### READING PASSAGE
Hackney Marshes project

WE ARE PLANTS, WE ARE GRASS, WE ARE HACKNEY MARSHES

We are plants, we are grass, we are Hackney Marshes is an immersive audio-visual installation that takes you on a journey of being landscape through the embodied eyes of filmmaker Dominique Rivoal and the sensing body of movement artist Claire Loussouarn. It invites to slow down and attune our sensate bodies and felt sense to the incredible spectacle of nature that we constantly miss out on an everyday basis.

Nature is de-glamourised presented in its true form. The raw and unembellished habitat of Hackney Marshes in which the movement of artist Claire Loussouarn becomes an integral part of disrupts portrayals of it as separate and clean from urban life and humans. This aims to transcend traditional art viewing experiences and human biased perspectives that nature is an external object we observe and use. We are not separate from it; we are nature.

For the last five years since September 2018, the artists have been moving and filming in a specific spot of uncut grass behind the Lee Valley ice ring centre where a diversity of wild plants grow. They return every month experiencing seasonal and weather change, the life cycle of plants, park rangers’ maintenance cut back of plant friends, the ice ring demolition and re-construction, birds and planes flying by, seasonal foragers, human passers-by and their canine companions.

Claire moves spontaneously with the environment of Hackney Marshes often finding herself entangled and in relationship with the plants growing there. She never knows what her next step will be as she lets herself be moved by the landscape. Dominique relates with her camera attuning to Claire’s movement, her own internal landscape and the space equally. She holds the camera in her hands and often doesn’t look through the viewfinder trusting her animal body to find its own footing. Together they blur the separation between object and subject on screen.

The four screens, their 360 placement in a square shape and the spatial soundscape aims to recreate the three dimensionality of this heightened state of awareness in landscape that both artists experience in each monthly encounter.

The artists never planned to film for five years. Over time, their commitment to this tiny spot of land and process of returning has organically grown creating an affinity between humans and non-humans and dissipating clear distinctions between the two. As they get more intimate with the space and the work, the relationship deepens. Seasons repeat themselves with gifts of surprises and each new cycle brings fresh excitement. There is always more to see and be amazed about: ‘The mugwort plants are so tall this year, they’ve turned into a forest! What will it be like next year?’ Hackney Marshes keep calling them in so they keep coming back.

### WRITTEN REQUEST
Type out everything in the Hackney Marshes text from "The four screens, their" down to "each monthly encounter.". Nothing in the material is needed for this.

### DATA EXTRACT
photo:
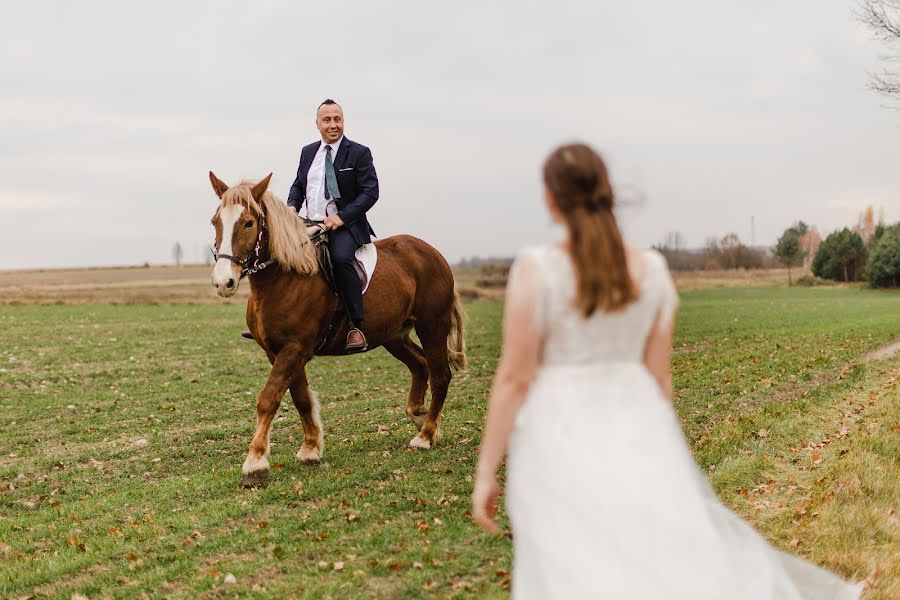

### SOLUTION
The four screens, their 360 placement in a square shape and the spatial soundscape aims to recreate the three dimensionality of this heightened state of awareness in landscape that both artists experience in each monthly encounter.